SUPPLIED PASSAGE:
I don't think anyone has made a claim that C++ may be anything but trivially
more efficient than C. However, my experience has shown that the counter-claim
that C is _always_ more efficient than C++ shows a misunderstanding of the
differences between the languages, or at least reveals the deep denial of a C
coder refusing to learn about C++.

The two languages start with different levels of basic functionality enabled
(C++ obviously starts with more features enabled, such as exception handling).
In C you add features explicitly, and in C++ you disable default features (by
adding a throw() specification to your functions, for example). The
understanding and use of these fundamental differences goes a long way to
demistify the apparent inneficiency of C++.

-dr
 
B

Branimir Maksimovic

Dave Rahardja said:
This is still an apples-to-oranges comparison. You pay extra for exception
handling because you are _using_ the exception handling facility. If
exception
handling is not required, we can properly declare non-throwing functions
with
the throw() specification, or resort to compiler switches. I also imagine
that
a C++ compiler can assume that C functions declared extern "C" do not
throw.

SHORT TASK A:
Return the listing verbatim from its start through the line containing "372,298,548,428", including both ends, and leave out the picture.
The C versus C++ efficiency discussion and the listing have no connection to each other.

PROVIDED DATA:
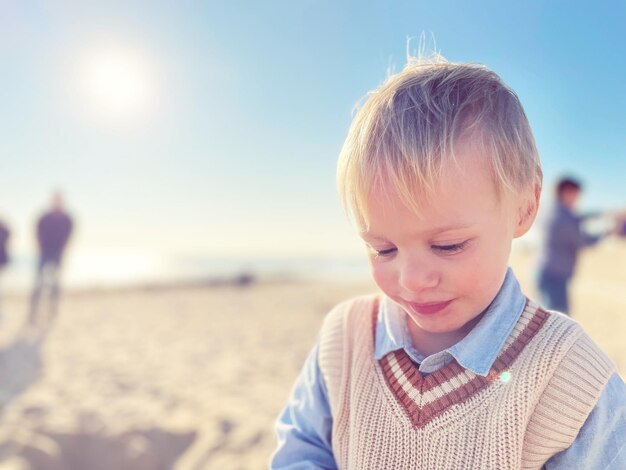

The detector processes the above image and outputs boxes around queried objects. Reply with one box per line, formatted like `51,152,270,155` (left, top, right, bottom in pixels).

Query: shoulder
540,302,617,397
320,294,380,340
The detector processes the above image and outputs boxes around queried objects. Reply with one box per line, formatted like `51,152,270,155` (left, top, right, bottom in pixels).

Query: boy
271,59,626,470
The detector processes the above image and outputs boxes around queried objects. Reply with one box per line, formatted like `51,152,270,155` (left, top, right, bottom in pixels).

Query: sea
0,254,370,293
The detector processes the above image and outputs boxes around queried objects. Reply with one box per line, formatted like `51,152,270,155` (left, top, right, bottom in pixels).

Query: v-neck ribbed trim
372,298,548,428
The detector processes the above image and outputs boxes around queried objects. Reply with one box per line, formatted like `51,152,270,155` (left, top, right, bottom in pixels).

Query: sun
82,50,155,121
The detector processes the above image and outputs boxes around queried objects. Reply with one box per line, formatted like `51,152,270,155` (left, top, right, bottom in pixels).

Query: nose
398,255,441,292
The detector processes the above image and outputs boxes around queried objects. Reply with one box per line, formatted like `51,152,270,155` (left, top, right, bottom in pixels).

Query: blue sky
0,0,626,280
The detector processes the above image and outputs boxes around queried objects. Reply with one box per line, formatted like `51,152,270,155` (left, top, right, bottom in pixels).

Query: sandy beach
0,242,626,470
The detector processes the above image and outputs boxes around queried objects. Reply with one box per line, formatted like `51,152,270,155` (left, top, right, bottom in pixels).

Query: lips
408,300,452,315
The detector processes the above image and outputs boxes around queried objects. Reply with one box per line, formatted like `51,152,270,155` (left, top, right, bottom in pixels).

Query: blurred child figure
536,178,605,314
271,57,626,470
29,193,73,325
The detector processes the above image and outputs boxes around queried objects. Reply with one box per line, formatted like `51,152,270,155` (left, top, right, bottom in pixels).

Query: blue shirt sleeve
546,373,626,470
270,345,337,470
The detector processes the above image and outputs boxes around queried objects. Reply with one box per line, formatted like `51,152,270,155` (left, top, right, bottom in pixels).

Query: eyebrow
359,223,472,241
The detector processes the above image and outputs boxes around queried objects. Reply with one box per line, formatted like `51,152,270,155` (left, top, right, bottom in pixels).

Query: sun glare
83,51,155,121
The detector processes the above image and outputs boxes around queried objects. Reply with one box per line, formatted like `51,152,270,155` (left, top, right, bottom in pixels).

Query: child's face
361,152,534,342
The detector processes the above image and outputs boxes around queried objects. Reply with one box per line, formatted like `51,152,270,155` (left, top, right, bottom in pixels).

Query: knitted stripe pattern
372,302,548,428
319,297,615,470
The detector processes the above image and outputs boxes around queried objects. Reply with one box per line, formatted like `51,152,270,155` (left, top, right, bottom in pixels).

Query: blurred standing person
29,193,73,325
0,220,11,270
0,220,11,314
536,178,605,314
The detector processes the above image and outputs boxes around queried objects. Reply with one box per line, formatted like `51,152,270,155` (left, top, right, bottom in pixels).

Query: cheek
370,260,397,294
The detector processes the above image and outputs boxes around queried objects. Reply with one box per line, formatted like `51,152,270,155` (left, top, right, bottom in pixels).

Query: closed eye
431,240,469,255
369,246,398,258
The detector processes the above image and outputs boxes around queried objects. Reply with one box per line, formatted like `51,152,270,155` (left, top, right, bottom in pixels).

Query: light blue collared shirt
270,269,626,470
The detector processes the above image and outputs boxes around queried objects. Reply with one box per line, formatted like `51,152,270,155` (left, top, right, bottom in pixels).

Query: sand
0,243,626,470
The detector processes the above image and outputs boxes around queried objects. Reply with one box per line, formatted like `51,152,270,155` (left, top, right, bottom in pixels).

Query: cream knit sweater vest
319,296,615,470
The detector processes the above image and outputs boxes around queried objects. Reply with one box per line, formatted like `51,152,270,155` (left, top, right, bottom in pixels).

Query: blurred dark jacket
37,211,72,262
539,204,602,279
0,222,10,267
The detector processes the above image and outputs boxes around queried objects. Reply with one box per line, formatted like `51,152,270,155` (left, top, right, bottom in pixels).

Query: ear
514,184,541,238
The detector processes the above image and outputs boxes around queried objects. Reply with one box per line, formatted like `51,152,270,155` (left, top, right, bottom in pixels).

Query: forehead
359,158,504,237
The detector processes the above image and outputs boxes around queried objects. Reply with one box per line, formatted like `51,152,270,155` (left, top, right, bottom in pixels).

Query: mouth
407,299,454,315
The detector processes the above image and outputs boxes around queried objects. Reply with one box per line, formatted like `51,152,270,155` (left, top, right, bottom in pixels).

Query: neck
407,314,482,356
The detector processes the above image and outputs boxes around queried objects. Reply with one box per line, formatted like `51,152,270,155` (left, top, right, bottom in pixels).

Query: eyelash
372,240,469,258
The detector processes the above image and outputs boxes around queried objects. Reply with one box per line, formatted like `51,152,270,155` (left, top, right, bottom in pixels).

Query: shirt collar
374,268,526,376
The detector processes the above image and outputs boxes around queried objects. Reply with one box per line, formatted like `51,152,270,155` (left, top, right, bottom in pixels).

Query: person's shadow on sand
0,327,49,413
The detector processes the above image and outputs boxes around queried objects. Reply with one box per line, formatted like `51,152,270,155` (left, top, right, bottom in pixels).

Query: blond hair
337,56,542,224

SHORT TASK B:
Continue the C versus C++ efficiency discussion from its last line.

EXPECTED ANSWER A:
The detector processes the above image and outputs boxes around queried objects. Reply with one box per line, formatted like `51,152,270,155` (left, top, right, bottom in pixels).

Query: shoulder
540,302,617,397
320,294,380,340
The detector processes the above image and outputs boxes around queried objects. Reply with one box per line, formatted like `51,152,270,155` (left, top, right, bottom in pixels).

Query: boy
271,59,626,470
The detector processes the above image and outputs boxes around queried objects. Reply with one box per line, formatted like `51,152,270,155` (left, top, right, bottom in pixels).

Query: sea
0,254,370,293
The detector processes the above image and outputs boxes around queried objects. Reply with one box per line, formatted like `51,152,270,155` (left, top, right, bottom in pixels).

Query: v-neck ribbed trim
372,298,548,428

EXPECTED ANSWER B:
throw() wouldn't help.
To quote part of 15.5.1:
"An implementation is not permitted to finish stack unwinding prematurely
based on a determination that the unwind process will eventually cause
a call to terminate()."

in gcc implementation, exception spec would only add overhead to function
that is called (unexpected stuff et al).
Calling function does not care at all about exception specifications.
It only generate exception handling code if function calls destructors
for automatic objects,that is, of course, if there are no try/catch blocks.
Overhead is simply that every object file gets exception handling data.
There is no run time overhead, but executable size overhead.
I guess, there are implementations where true is exactly opposite :)

Greetings, Bane.
 
M

mlimber

Dave Rahardja wrote:
[snip]
Do you attribute the I/O bloat to the design of the C++ streams specification?
Does it help if the programmer sticks to C-style printf()s?
[snip]

As P.J.P. said above, printf/scanf do help as far as code bloat and I/O
performance go, but using them trades speed for type saftey and a
common coding style for streaming objects. The classic example of
printf failure cannot happen with iostreams:

char c='a';
printf( "%s", c ); // Boom!

IME, for all but the most thoroughly tested (or trivial) code, every
branch that prints an error message is not necessarily tested, meaning
that such bugs could be latent in the software waiting for the user to
find them. Thus, I'm quite willing to accept some bloat and
inefficiency in exchange for type safety.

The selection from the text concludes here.